═════ Passage to read ═════

Drug reforms in Oregon and Canada have also failed to live up to their promises. Measure 110, introduced in the US state three years ago to limit the role of law enforcement in drug use, has resulted in rising overdoses and delays in funding for treatment; a statewide nonpartisan poll in May found that more than 60% of residents believe the policy has worsened levels of addiction, crime and homelessness. In British Columbia, decriminalisation efforts amid an opioid crisis have been called a “failed experiment” by the Conservative party leader, Pierre Poilievre.

A user at Quai 9 in Geneva prepares heroin using clean equipment provided by the centre. Photograph: Conor Ashleigh

Dr Nico Clark led the establishment of the MSIR in Melbourne, worked on drug treatment efforts at the World Health Organization and is now head of addiction medicine at Royal Melbourne hospital. He remains optimistic that “if you redesign [drug] services in a way that works for [drug users], then you have this combined benefit of helping people stay alive, but also helping them change their lives and improve their lives”. He points to figures showing a drop in ambulance callouts in the area around the centre once it opened, and data modelling that estimates more than 6,000 overdoses have since been successfully managed, and 63 lives saved.

═════ Extracted data ═════

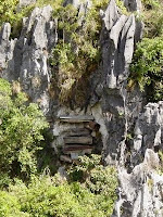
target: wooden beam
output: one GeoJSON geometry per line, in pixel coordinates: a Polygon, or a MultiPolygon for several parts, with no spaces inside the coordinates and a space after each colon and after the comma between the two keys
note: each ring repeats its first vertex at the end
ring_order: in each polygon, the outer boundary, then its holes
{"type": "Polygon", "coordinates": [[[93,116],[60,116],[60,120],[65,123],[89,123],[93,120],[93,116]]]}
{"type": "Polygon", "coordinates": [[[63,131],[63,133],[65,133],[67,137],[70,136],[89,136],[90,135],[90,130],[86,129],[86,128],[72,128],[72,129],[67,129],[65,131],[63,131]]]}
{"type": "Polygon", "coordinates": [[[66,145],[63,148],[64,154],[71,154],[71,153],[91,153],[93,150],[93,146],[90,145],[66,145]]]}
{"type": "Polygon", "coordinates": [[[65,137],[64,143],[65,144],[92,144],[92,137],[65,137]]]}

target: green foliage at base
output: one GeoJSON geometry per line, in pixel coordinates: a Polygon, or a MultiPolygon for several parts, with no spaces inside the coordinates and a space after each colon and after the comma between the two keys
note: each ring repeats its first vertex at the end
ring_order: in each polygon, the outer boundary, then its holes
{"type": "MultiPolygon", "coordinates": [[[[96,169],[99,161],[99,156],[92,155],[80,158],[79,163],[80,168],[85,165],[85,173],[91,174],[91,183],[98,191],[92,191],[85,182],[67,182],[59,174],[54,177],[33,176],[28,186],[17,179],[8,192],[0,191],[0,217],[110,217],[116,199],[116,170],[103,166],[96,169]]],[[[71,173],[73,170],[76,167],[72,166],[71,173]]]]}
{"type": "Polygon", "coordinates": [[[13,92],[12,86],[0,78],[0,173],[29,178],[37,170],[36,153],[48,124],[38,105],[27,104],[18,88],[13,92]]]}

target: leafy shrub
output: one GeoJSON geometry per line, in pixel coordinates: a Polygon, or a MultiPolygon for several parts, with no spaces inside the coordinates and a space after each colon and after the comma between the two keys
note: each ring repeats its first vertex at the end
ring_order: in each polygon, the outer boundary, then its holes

═════
═════ Extracted data ═════

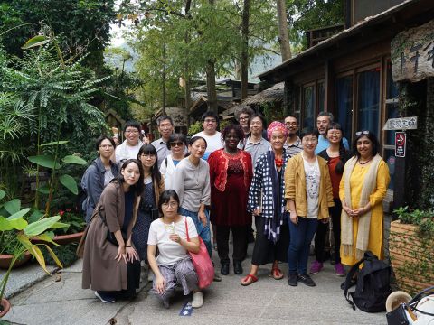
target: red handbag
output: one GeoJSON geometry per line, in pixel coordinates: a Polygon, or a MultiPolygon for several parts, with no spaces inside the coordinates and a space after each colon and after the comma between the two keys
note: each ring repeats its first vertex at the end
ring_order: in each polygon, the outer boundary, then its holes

═════

- [Problem 1]
Answer these questions using the passage on drug reforms:
(a) What share of residents in the statewide May poll believed Measure 110 had worsened addiction, crime and homelessness?
(b) Who called the decriminalisation efforts in British Columbia a "failed experiment"?
(c) According to the data modelling, how many lives have been saved since the Melbourne centre opened?
- [Problem 2]
Transcribe the passage on drug reforms, starting with "A user at Quai" and going on through "63 lives saved.".

- [Task answer 1]
(a) More than 60%.
(b) Pierre Poilievre, the Conservative party leader.
(c) 63.

- [Task answer 2]
A user at Quai 9 in Geneva prepares heroin using clean equipment provided by the centre. Photograph: Conor Ashleigh

Dr Nico Clark led the establishment of the MSIR in Melbourne, worked on drug treatment efforts at the World Health Organization and is now head of addiction medicine at Royal Melbourne hospital. He remains optimistic that “if you redesign [drug] services in a way that works for [drug users], then you have this combined benefit of helping people stay alive, but also helping them change their lives and improve their lives”. He points to figures showing a drop in ambulance callouts in the area around the centre once it opened, and data modelling that estimates more than 6,000 overdoses have since been successfully managed, and 63 lives saved.